=== Challenge ===
Write out the lines below verbatim, everything from the line containing "Detection target: striped bow tie" down to the line containing "154,174 -> 232,281", including both of those lines.

(Region annotation rows)
-=-=-

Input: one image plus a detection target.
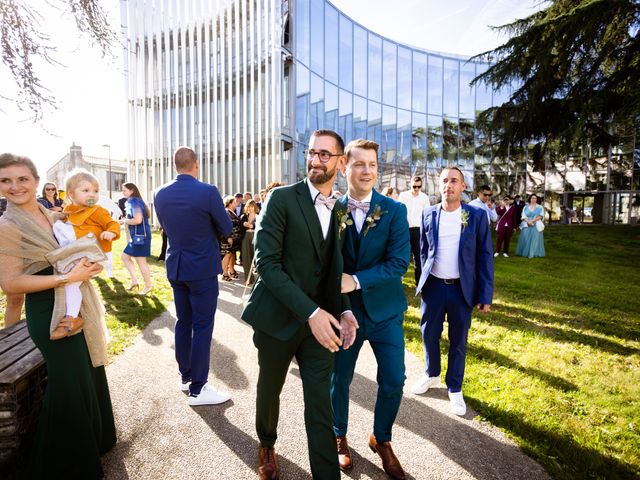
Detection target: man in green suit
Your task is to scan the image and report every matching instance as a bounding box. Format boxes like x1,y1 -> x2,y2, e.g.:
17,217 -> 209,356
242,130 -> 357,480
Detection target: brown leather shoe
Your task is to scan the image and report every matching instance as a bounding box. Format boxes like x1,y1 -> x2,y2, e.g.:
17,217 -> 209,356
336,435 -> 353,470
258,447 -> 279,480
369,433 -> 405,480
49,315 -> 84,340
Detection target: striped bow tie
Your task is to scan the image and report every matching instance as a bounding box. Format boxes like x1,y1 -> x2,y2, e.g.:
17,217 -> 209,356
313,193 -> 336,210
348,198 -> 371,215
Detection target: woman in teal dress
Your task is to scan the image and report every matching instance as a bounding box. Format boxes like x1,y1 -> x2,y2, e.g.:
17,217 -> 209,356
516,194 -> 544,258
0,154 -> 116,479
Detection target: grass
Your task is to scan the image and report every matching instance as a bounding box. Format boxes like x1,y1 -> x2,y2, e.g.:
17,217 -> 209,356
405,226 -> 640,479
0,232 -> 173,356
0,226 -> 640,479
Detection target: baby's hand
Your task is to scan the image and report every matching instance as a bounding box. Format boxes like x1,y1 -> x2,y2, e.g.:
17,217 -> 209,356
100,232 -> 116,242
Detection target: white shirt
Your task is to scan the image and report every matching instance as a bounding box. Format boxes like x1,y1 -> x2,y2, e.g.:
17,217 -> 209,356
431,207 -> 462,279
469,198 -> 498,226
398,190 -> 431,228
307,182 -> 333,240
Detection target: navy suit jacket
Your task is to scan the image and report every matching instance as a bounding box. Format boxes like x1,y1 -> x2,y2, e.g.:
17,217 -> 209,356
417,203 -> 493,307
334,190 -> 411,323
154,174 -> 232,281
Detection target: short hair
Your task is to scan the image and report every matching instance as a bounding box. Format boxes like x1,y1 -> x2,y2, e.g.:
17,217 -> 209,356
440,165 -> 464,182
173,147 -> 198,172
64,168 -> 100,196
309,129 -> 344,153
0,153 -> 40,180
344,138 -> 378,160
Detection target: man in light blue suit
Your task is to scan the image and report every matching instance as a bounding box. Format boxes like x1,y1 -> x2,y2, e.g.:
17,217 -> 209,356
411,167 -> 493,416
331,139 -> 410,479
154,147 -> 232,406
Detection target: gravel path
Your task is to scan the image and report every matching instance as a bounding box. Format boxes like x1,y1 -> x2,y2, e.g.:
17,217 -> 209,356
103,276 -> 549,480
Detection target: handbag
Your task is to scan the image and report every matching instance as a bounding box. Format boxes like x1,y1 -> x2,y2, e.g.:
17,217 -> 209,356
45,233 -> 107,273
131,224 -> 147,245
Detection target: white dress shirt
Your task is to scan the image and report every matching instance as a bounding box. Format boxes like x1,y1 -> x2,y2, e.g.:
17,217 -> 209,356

-=-=-

=== Task response ===
Detection target: striped bow tie
Your task is to scan the image and report every matching instance as a bounding box. Format boxes like x1,y1 -> x2,y2, e.g.:
17,217 -> 209,356
313,193 -> 336,210
348,198 -> 371,215
Detection target: woman in teal dress
Your task is to scan the image and report every matching instance as a bounding box. Format boxes like x1,y1 -> x2,y2, e.g.:
17,217 -> 209,356
516,194 -> 544,258
0,154 -> 116,479
Detection target: grass
Your task is to scan the image and report every matching instance as a bounding box. Format boxes like x1,y1 -> x2,y2, e.g.:
17,217 -> 209,356
405,226 -> 640,479
0,232 -> 173,356
0,226 -> 640,479
Detection target: baby's hand
Your task is to scan the image and report every matching instance as a bounding box. Format boxes like x1,y1 -> x2,y2, e.g.:
17,217 -> 209,356
100,232 -> 116,242
Detection target: white shirt
Your task is to scan the image and report every matching instance as a bounding box. Format boxes like x1,y1 -> x2,y2, e.g.:
17,217 -> 209,356
431,207 -> 462,279
469,198 -> 498,226
398,190 -> 431,228
307,182 -> 333,240
Detection target: navy suit jacket
Your task is to scan the image and report every matching instance as a bounding box. Format boxes like x1,y1 -> x2,y2, e.g.:
17,217 -> 209,356
417,203 -> 493,307
334,190 -> 411,323
154,174 -> 232,281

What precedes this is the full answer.